TEXT TO READ:
◆ ◆ ◆ ◆
The cause of action accrued on October 19, 1958, in Cherokee, Oklahoma at which time plaintiff and defendant were both residents of the State of Oklahoma.
On September 1, 1960, the defendant and his family moved from the State of Oklahoma and established residence in Chillicothe, Illinois, where they have since resided.
The trial court's dismissal was predicated upon the fact that the cause of action was not commenced within two years next after the cause of action accrued. (Ill Rev Stats 1961, c 83, § 15.)
Plaintiff contends that the cause of action was timely filed by virtue of Chap 83, Sect 21, Ill Rev Stats 1961.
Chap 83, Sect 15, Ill Rev Stat, provides, "Action for damages for injury to the person, . . . shall be commenced within two (2) years next after the cause of action accrued." Section 19, Chap 83 provides, "If when the cause of action accrues against a person, . . . and, if after the cause of action accrues, he departs and resides out of the State, the time of his absence is no part of the time limited for the commencement of the action." Section 21, Chap 83 provides, "When a cause of action has arisen in a State or territory out of this State, or in a foreign county, and, by the laws thereof, an action thereon cannot be maintained by reason of the lapse of time. an action thereon shall not be maintained in this state."
◆ ◆ ◆ ◆
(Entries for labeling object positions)
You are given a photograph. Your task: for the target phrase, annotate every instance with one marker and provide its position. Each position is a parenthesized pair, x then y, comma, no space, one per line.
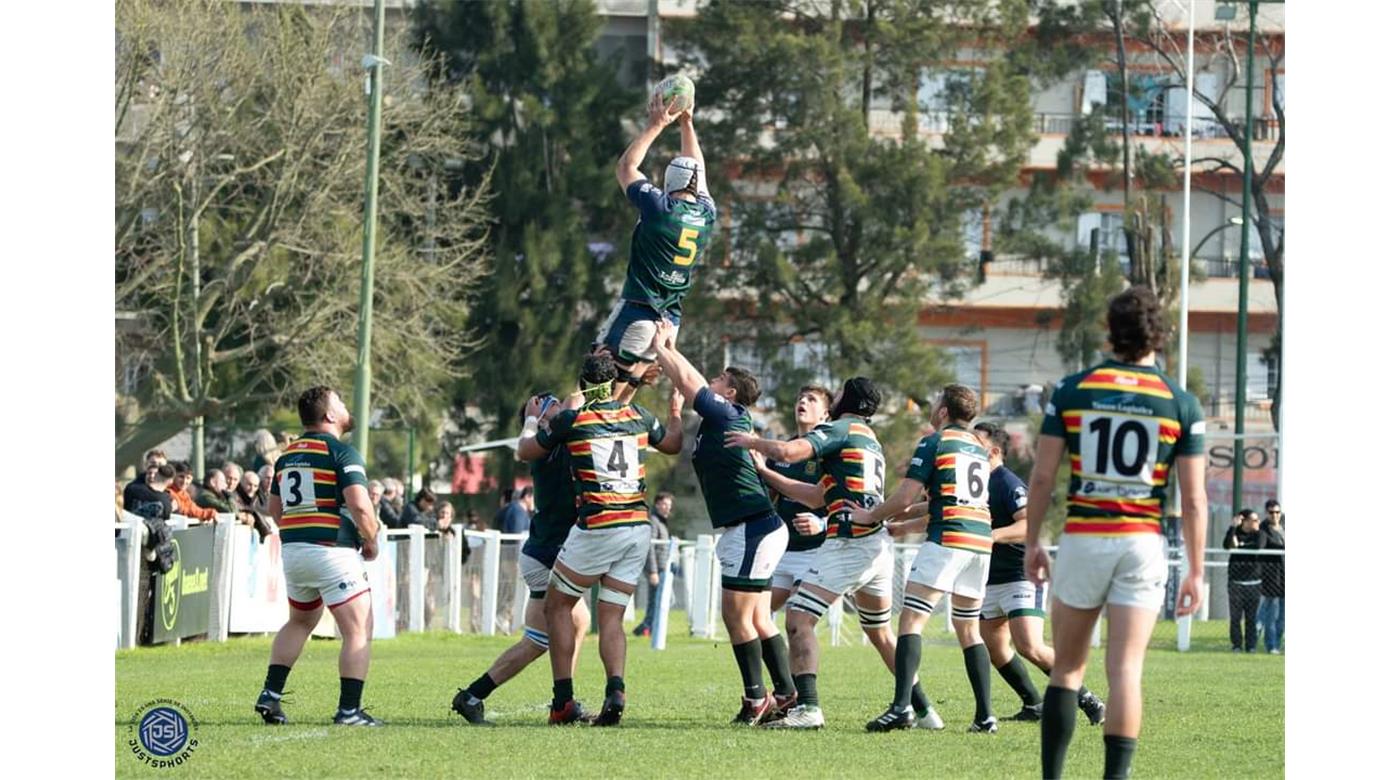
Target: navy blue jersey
(1007,497)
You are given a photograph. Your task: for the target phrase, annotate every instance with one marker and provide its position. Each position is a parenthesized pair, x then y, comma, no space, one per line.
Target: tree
(846,214)
(549,111)
(240,177)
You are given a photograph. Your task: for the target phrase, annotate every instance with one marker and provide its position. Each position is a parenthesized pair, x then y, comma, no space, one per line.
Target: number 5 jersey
(606,448)
(1123,425)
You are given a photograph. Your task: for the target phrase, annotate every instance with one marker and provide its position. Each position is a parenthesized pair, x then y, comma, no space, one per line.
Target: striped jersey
(809,472)
(952,465)
(1123,425)
(606,444)
(853,474)
(311,478)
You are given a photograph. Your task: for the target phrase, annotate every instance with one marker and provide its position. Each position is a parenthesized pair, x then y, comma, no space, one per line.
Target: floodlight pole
(1241,331)
(374,83)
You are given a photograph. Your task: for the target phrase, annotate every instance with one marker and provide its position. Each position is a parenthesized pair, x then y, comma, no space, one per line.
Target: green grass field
(1208,713)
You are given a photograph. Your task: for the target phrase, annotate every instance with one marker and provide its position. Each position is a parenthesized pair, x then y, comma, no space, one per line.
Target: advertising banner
(182,594)
(258,600)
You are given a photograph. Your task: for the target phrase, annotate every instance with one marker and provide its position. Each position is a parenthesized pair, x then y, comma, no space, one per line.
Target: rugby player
(606,443)
(671,235)
(853,558)
(319,500)
(753,534)
(548,528)
(1012,612)
(952,467)
(807,525)
(1126,425)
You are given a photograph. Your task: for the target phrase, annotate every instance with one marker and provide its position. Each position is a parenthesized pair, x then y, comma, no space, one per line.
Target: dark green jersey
(728,479)
(606,446)
(311,478)
(853,474)
(1123,426)
(952,467)
(667,244)
(809,472)
(555,513)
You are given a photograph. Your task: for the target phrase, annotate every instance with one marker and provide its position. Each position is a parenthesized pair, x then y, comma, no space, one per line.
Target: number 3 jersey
(606,444)
(853,474)
(310,479)
(1123,425)
(952,467)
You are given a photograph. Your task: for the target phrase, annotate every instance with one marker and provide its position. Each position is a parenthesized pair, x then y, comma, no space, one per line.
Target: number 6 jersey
(1123,425)
(606,446)
(310,478)
(952,465)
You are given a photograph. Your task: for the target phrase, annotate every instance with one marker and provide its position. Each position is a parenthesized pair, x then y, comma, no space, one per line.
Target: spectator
(214,493)
(1243,579)
(266,450)
(655,559)
(513,517)
(184,503)
(149,497)
(420,511)
(234,474)
(1271,573)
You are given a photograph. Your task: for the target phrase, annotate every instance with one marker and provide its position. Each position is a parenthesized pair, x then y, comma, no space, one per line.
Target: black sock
(805,689)
(482,686)
(979,674)
(1056,730)
(909,651)
(1117,755)
(1019,681)
(751,667)
(276,678)
(774,657)
(613,685)
(563,692)
(350,691)
(920,700)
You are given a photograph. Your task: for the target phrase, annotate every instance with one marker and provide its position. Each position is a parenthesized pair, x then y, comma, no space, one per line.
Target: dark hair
(961,402)
(745,385)
(598,370)
(1136,324)
(314,404)
(996,434)
(816,390)
(858,397)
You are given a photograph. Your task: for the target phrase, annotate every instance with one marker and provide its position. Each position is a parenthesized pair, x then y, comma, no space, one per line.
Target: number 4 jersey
(310,479)
(606,444)
(1123,425)
(952,467)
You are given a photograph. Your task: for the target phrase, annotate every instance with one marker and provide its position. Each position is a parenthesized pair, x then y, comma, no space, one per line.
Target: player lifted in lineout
(674,227)
(549,527)
(753,534)
(1012,612)
(321,504)
(1126,425)
(853,558)
(606,443)
(952,467)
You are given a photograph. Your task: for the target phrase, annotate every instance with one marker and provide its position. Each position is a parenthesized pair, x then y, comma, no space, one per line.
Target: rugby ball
(676,86)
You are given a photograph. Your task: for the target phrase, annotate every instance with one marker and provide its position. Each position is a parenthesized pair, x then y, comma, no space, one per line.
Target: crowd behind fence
(227,580)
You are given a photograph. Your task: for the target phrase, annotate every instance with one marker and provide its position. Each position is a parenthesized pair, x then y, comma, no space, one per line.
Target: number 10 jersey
(1124,426)
(606,444)
(952,467)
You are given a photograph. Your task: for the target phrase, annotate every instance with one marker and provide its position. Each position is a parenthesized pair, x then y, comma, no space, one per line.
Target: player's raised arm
(658,115)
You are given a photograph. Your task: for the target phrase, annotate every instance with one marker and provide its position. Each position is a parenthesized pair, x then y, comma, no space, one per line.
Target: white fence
(468,581)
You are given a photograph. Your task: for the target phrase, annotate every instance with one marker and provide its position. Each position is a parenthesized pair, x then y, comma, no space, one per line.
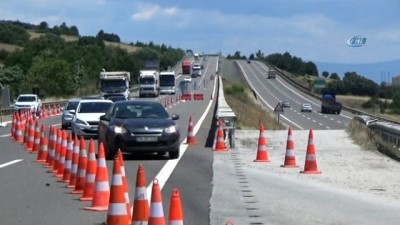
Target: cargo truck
(329,103)
(186,66)
(149,83)
(114,83)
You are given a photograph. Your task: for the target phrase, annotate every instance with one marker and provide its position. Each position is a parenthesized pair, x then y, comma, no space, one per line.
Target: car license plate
(146,139)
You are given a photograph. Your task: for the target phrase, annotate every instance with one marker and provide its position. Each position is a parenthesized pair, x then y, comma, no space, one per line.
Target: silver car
(66,116)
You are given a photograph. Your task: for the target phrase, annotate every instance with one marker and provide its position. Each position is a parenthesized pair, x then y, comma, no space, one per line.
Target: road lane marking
(10,163)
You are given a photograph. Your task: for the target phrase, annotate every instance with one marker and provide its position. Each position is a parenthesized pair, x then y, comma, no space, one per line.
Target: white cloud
(150,12)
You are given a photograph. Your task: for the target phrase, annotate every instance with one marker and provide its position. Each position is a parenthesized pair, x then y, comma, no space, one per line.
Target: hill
(378,72)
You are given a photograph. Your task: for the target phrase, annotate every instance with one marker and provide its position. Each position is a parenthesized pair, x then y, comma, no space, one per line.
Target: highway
(272,91)
(32,195)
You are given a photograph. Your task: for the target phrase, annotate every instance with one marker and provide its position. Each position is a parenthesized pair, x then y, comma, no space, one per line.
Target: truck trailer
(149,83)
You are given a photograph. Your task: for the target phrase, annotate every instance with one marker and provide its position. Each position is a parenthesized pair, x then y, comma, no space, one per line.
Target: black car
(139,126)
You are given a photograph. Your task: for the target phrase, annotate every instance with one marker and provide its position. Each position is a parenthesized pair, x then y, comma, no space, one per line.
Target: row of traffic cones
(310,166)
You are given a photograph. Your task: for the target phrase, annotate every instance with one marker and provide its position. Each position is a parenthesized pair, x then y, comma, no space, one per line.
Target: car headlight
(171,129)
(118,129)
(78,121)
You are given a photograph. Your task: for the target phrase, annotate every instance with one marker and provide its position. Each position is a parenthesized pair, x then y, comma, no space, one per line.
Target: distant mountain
(378,72)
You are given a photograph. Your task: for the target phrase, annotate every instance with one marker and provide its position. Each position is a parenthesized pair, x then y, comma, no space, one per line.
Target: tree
(334,76)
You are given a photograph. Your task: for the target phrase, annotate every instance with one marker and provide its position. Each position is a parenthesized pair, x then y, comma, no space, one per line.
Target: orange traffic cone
(51,150)
(310,166)
(262,153)
(190,138)
(141,208)
(117,214)
(68,160)
(156,208)
(81,172)
(290,156)
(75,161)
(90,174)
(19,137)
(220,144)
(42,154)
(101,194)
(63,152)
(125,181)
(175,209)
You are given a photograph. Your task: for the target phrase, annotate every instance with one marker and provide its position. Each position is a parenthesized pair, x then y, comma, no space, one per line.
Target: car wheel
(174,154)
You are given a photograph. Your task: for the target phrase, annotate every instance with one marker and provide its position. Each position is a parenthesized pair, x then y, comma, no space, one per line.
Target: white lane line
(169,167)
(10,163)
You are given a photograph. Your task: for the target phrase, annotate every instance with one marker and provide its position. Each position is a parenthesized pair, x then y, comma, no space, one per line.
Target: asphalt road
(272,91)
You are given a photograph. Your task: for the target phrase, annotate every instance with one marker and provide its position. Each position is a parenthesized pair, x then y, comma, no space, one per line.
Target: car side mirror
(174,117)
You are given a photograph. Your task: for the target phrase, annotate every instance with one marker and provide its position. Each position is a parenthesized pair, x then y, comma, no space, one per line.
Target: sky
(314,30)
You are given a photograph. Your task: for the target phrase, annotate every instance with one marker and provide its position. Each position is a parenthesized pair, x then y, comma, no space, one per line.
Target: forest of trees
(64,68)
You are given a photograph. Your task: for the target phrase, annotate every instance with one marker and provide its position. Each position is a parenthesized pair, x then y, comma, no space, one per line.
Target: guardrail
(225,113)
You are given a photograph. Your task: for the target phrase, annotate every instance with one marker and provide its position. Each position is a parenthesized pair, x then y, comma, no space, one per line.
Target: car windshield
(72,105)
(94,107)
(26,99)
(140,111)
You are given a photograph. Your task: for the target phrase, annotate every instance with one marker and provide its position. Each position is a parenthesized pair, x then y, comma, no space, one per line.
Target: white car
(187,78)
(87,116)
(306,107)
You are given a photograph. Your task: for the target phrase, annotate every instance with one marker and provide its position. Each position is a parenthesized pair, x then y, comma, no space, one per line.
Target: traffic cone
(191,140)
(101,194)
(75,161)
(310,166)
(125,181)
(90,174)
(63,153)
(68,160)
(156,208)
(141,208)
(81,172)
(117,214)
(262,153)
(290,156)
(175,209)
(39,132)
(220,144)
(33,131)
(19,137)
(57,150)
(42,154)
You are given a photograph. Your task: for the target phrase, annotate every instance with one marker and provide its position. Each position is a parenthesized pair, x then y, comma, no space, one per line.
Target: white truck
(114,83)
(167,82)
(149,83)
(28,102)
(196,70)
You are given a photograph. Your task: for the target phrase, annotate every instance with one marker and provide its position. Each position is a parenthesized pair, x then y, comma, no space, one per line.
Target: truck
(271,74)
(28,102)
(167,82)
(149,83)
(186,66)
(196,70)
(115,83)
(329,103)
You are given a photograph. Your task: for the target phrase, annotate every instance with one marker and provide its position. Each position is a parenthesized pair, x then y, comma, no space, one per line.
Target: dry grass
(249,113)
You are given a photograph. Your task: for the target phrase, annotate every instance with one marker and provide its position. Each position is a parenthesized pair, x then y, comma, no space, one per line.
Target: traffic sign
(278,108)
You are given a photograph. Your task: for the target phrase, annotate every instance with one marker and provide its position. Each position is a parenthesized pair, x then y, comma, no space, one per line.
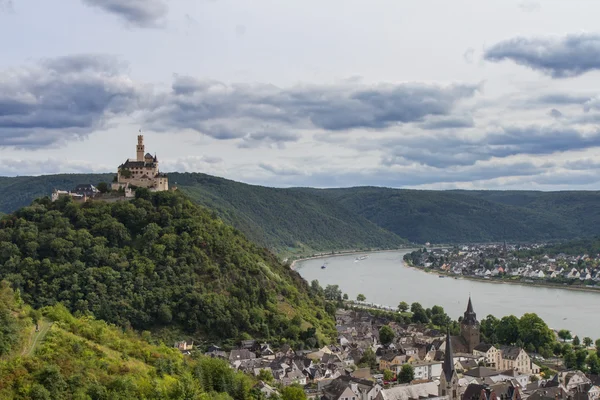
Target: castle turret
(140,148)
(448,379)
(469,328)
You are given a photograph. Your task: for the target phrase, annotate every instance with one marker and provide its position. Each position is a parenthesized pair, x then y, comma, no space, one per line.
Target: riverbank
(500,282)
(345,253)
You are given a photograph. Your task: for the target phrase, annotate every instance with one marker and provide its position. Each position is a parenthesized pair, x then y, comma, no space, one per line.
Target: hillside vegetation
(284,221)
(157,261)
(299,221)
(472,216)
(83,358)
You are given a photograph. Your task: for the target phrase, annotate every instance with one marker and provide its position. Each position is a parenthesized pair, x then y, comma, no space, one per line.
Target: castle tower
(469,328)
(140,148)
(448,379)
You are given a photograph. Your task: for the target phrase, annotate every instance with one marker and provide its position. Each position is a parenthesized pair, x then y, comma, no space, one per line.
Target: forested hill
(84,358)
(303,220)
(284,221)
(472,216)
(158,260)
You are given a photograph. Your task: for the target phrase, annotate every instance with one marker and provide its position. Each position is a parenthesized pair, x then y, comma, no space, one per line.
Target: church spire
(448,365)
(470,318)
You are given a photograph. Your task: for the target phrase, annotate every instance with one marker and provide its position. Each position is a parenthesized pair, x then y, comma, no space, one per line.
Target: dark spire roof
(470,317)
(448,365)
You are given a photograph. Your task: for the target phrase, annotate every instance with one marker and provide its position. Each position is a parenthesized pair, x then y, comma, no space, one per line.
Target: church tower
(469,328)
(140,148)
(448,378)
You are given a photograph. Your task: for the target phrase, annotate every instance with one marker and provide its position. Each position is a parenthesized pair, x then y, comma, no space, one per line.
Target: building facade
(141,172)
(449,378)
(469,328)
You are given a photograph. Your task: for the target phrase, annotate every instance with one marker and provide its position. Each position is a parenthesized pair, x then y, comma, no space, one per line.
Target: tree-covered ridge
(472,216)
(83,358)
(284,219)
(280,219)
(158,260)
(304,220)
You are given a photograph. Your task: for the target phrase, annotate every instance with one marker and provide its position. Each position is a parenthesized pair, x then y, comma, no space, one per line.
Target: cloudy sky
(423,94)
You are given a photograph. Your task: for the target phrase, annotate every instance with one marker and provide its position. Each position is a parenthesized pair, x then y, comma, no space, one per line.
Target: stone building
(469,328)
(449,378)
(141,172)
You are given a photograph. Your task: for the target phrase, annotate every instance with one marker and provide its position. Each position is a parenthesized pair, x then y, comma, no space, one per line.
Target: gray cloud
(62,99)
(140,13)
(554,113)
(560,57)
(14,167)
(468,55)
(277,139)
(386,176)
(446,122)
(229,111)
(530,6)
(442,151)
(562,98)
(7,6)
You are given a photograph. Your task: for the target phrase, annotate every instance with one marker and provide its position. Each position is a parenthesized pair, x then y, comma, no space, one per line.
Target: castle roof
(137,164)
(448,365)
(470,317)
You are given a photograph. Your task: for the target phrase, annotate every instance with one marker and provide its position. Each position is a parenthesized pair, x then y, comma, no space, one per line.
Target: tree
(564,335)
(403,306)
(388,375)
(386,335)
(102,187)
(419,314)
(368,359)
(333,292)
(265,376)
(593,363)
(293,392)
(407,374)
(532,329)
(507,330)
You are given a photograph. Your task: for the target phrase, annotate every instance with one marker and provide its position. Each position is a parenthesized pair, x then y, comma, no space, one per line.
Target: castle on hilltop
(141,172)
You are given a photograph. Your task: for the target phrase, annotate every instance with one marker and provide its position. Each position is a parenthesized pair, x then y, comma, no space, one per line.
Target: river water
(384,279)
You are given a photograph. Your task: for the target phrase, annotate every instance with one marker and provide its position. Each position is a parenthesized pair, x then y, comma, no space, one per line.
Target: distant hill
(84,358)
(304,220)
(157,261)
(282,220)
(472,216)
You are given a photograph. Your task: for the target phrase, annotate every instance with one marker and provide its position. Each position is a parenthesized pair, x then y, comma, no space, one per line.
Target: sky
(409,94)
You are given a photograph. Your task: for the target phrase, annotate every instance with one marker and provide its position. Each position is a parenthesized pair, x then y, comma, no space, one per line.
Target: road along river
(384,279)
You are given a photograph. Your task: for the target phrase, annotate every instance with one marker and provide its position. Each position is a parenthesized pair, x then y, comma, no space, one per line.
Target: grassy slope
(173,252)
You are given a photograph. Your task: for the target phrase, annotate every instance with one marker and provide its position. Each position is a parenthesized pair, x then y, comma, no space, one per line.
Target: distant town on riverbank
(406,354)
(571,264)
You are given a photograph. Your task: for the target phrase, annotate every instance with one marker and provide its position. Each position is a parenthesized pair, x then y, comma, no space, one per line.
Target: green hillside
(156,261)
(285,219)
(472,216)
(303,220)
(282,220)
(84,358)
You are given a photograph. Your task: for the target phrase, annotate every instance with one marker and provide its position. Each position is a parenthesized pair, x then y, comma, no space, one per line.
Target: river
(384,279)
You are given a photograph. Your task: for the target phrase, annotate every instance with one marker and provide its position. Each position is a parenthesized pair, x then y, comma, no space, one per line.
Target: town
(376,358)
(527,263)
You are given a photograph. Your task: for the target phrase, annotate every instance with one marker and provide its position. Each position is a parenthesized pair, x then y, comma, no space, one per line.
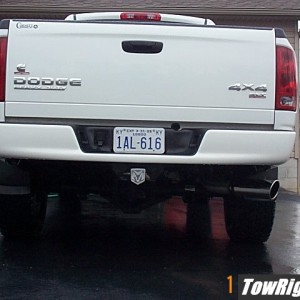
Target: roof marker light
(140,16)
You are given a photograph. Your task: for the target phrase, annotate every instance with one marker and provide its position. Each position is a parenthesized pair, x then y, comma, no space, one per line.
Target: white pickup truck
(138,107)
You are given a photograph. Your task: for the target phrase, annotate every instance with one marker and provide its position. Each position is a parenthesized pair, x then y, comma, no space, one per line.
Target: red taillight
(140,16)
(286,79)
(3,51)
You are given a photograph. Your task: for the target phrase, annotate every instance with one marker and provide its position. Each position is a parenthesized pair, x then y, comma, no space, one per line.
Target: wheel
(248,220)
(22,215)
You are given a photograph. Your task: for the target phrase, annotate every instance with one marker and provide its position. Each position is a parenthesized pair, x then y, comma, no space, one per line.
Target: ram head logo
(138,176)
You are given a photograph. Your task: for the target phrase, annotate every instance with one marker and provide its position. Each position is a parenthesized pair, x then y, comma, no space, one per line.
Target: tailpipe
(259,189)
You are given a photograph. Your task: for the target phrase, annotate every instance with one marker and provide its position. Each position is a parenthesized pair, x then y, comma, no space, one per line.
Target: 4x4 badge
(138,176)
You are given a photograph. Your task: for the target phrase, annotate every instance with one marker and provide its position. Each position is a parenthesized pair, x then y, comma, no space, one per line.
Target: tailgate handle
(147,47)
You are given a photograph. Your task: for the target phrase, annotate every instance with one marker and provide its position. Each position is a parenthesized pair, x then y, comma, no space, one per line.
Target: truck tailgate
(80,70)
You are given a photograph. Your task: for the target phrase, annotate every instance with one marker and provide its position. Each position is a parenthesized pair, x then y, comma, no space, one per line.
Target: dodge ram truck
(137,107)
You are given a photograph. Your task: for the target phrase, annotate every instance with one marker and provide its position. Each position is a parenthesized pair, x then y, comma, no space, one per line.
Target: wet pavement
(92,251)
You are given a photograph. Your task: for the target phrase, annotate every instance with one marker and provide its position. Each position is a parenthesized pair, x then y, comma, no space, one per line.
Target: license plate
(139,140)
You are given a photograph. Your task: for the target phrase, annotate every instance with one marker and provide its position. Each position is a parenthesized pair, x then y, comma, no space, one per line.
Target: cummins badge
(138,176)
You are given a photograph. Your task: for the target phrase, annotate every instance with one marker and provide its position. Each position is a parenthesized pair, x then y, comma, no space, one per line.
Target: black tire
(248,220)
(71,195)
(198,222)
(22,215)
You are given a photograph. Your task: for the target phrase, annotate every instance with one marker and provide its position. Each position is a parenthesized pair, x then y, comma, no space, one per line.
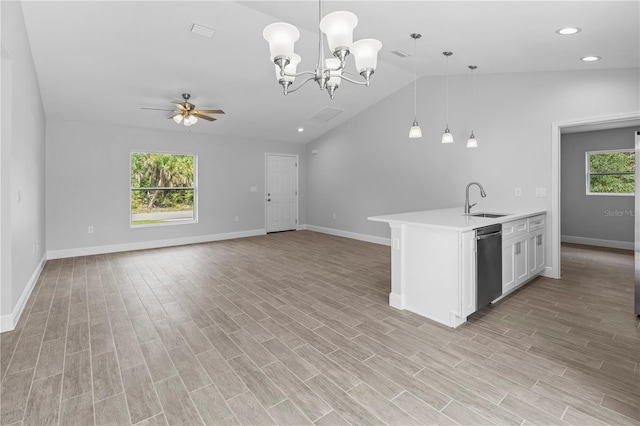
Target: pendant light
(415,131)
(472,142)
(447,137)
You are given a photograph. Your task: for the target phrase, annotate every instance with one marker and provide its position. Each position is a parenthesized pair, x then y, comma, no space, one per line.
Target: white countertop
(453,218)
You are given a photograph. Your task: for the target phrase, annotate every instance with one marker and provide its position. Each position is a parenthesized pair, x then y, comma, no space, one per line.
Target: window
(611,172)
(163,188)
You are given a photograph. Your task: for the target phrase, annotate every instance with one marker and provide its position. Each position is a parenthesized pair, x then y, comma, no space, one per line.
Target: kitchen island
(433,258)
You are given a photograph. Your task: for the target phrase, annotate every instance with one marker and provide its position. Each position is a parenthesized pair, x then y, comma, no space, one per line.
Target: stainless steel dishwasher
(488,264)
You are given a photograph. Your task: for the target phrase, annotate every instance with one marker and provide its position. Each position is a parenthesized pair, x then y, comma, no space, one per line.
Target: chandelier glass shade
(338,28)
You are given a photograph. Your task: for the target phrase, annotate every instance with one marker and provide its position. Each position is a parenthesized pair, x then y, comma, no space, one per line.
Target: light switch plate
(541,192)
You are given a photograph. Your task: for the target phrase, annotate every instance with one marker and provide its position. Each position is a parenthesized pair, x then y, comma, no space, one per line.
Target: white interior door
(282,192)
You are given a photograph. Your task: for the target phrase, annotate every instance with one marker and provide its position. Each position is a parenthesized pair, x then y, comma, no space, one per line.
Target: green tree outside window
(162,188)
(611,172)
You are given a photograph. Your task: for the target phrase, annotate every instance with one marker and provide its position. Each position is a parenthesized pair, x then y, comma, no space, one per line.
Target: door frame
(556,130)
(266,174)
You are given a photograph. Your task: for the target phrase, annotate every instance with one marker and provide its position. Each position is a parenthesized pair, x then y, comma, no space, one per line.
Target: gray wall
(22,187)
(88,184)
(368,166)
(589,218)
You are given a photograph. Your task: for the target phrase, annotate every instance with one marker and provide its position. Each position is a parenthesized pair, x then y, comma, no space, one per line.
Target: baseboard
(8,322)
(347,234)
(114,248)
(548,273)
(624,245)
◆ ◆ ◆ ◆
WORK REQUIRED: Carry on the court opinion about the Illinois statute of limitations, beginning right after its final sentence.

EXERCISE OUTPUT:
Under the laws of Oklahoma there is a two-year period within which time an action for injury to the person must be commenced. (Okla Stats, Title 12, par 95) and a like statute to Chap 83, Sect 19, Ill Rev Stats, tolling the running of the statute during absence from the State. (Okla Stats, Title 12, par 98).
Plaintiff argues that defendant having removed himself from the State of Oklahoma, the Oklahoma two year limitation provision has not run, it having been tolled by the provisions of Title 12, par 98 of the Oklahoma Statute. He concludes therefore that Chap 83, Sect 21, Ill Rev Stats applies and affords him a cause of action in Illinois in that the limitation statute in Oklahoma has not run.
Plaintiff rightfully concedes that Chap 83, Sect 19 is not available to him in the instant case and he is correct in stating that Chap 83, Sect 21 applies here.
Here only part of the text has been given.